* THE INPUT
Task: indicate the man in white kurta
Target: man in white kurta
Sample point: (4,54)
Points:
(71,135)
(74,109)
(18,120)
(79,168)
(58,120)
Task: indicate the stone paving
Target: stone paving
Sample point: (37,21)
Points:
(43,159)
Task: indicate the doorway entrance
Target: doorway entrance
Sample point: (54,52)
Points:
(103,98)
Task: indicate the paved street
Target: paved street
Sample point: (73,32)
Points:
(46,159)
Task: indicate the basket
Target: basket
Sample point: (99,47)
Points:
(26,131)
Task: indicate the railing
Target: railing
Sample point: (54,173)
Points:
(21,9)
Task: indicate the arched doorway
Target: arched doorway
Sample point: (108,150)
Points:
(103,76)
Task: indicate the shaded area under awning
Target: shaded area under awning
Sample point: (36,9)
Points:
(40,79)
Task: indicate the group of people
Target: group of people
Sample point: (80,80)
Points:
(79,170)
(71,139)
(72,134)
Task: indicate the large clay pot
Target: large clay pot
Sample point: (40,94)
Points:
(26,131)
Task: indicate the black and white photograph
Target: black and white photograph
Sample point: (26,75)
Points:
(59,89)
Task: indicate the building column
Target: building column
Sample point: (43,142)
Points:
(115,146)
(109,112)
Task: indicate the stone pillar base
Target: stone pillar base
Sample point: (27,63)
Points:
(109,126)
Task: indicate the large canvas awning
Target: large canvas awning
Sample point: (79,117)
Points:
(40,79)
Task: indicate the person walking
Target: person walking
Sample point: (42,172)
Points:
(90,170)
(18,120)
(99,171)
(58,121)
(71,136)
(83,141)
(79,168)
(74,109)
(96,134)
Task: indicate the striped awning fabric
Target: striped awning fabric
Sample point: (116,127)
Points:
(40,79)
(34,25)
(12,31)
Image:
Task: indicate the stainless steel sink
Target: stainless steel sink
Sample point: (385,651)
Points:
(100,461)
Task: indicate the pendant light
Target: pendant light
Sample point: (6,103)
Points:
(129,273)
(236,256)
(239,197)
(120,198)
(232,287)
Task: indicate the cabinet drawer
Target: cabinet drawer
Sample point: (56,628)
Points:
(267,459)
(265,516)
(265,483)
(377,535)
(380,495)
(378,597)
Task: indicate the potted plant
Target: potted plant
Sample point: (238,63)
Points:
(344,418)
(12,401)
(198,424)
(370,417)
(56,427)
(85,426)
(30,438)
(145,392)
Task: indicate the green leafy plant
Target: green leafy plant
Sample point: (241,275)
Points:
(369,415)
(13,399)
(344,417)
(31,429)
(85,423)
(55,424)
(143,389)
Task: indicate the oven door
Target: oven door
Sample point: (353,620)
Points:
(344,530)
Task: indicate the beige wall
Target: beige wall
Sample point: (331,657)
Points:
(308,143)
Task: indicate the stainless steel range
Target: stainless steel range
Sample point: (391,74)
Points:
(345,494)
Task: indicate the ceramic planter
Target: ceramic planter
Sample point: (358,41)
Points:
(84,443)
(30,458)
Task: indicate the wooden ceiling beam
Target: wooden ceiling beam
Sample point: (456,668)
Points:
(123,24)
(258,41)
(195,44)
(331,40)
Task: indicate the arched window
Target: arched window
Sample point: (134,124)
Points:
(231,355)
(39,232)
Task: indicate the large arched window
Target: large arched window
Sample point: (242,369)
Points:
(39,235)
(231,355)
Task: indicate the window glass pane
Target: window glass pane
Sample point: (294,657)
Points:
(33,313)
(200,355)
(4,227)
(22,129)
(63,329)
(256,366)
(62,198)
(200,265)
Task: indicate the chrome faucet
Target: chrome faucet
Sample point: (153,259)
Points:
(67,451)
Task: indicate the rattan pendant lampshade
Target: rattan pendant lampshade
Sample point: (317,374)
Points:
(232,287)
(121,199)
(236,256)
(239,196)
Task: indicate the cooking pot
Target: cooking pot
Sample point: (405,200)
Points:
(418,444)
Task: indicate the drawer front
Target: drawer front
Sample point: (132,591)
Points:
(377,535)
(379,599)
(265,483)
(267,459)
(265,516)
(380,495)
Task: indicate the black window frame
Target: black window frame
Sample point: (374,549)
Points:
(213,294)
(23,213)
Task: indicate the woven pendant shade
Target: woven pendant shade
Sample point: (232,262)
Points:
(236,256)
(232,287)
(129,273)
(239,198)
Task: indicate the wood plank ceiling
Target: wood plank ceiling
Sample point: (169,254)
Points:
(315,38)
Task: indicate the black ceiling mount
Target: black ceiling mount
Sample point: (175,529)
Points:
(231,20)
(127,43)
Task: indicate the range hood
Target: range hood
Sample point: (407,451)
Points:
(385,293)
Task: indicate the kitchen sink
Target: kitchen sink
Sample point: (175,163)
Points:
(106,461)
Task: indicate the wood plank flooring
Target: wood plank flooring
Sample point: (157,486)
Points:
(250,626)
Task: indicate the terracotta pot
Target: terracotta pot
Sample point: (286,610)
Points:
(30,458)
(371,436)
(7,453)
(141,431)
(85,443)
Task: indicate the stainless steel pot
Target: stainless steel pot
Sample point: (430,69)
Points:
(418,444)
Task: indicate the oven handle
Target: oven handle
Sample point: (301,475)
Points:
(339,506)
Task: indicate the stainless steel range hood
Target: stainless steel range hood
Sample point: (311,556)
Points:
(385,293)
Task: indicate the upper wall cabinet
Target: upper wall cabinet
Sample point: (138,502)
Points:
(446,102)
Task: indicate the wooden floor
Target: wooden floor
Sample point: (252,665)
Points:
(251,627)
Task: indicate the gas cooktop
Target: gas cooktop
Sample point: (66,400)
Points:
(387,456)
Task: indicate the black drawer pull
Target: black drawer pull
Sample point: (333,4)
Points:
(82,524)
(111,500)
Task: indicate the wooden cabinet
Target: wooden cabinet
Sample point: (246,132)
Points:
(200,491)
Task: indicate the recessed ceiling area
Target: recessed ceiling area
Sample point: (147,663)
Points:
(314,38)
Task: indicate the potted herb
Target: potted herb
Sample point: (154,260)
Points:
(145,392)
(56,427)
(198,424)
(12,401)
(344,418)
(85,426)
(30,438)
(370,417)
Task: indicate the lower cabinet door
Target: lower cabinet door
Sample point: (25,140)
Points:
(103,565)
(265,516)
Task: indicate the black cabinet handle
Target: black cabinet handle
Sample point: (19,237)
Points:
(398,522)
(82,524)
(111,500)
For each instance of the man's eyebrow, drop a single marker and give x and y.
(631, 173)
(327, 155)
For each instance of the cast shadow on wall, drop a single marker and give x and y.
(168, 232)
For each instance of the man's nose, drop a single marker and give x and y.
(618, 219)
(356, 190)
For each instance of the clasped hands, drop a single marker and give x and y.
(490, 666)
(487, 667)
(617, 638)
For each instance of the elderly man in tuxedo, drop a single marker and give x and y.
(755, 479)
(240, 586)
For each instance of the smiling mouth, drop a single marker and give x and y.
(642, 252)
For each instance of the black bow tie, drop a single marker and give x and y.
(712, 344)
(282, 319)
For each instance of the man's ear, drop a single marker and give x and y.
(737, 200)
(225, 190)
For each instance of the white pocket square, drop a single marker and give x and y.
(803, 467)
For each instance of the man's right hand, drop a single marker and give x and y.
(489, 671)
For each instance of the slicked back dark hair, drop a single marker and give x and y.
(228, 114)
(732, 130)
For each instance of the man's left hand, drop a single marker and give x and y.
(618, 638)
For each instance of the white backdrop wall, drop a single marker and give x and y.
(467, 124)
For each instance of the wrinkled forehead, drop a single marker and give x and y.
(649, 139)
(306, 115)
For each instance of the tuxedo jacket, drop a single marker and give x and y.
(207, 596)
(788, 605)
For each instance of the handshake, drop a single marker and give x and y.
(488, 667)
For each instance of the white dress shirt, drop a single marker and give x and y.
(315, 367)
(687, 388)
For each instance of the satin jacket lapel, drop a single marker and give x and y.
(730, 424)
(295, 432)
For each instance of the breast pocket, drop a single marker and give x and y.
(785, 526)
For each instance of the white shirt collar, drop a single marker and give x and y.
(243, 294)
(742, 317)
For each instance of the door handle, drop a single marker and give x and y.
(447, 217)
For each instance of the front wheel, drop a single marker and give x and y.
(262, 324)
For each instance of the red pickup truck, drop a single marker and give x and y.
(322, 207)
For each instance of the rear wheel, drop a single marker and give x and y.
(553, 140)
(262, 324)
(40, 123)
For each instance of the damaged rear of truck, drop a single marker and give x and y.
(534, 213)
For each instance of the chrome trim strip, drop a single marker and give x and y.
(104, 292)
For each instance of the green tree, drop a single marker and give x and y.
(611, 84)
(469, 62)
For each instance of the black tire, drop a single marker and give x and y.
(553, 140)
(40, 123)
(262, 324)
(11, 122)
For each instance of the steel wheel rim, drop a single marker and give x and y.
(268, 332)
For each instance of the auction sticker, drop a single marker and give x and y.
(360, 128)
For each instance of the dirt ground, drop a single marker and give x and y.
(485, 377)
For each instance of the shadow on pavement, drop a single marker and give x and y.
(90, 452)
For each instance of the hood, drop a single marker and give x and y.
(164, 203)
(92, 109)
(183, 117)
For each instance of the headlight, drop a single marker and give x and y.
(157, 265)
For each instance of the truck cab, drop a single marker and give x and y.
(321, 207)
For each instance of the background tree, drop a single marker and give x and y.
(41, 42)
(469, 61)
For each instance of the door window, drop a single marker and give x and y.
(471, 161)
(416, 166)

* TASK PROMPT
Could you give the listing from the line with "For each instance of the auction" through the end of the listing as a two-column CSV headed text and answer? Use one row for each line of wording and the coordinates under it, with every value in one quoted field and line breaks turned into spaces.

* OUTPUT OF THE EXERCISE
text,answer
"For each instance of the auction sticker, drop a single marker and give x and y.","(360, 128)"
"For each instance of the dirt ground, drop a single marker and give x and y.","(485, 377)"
"For each instance of the shadow on pavement, drop a single marker and give x and y.","(90, 452)"
"For each instance of the hood, drop a single marker and give x and y.","(164, 203) (92, 109) (183, 117)"
"For each instance of the headlight, drop a single marker and give x and y.","(157, 265)"
"For each instance of the truck cab, drop a single marker and give x and y.","(321, 207)"
"For each instance of the background tree, drop a single marker and give x and y.","(41, 42) (469, 61)"
"For each instance of the door window, drop a single marker and give x and y.","(471, 161) (416, 166)"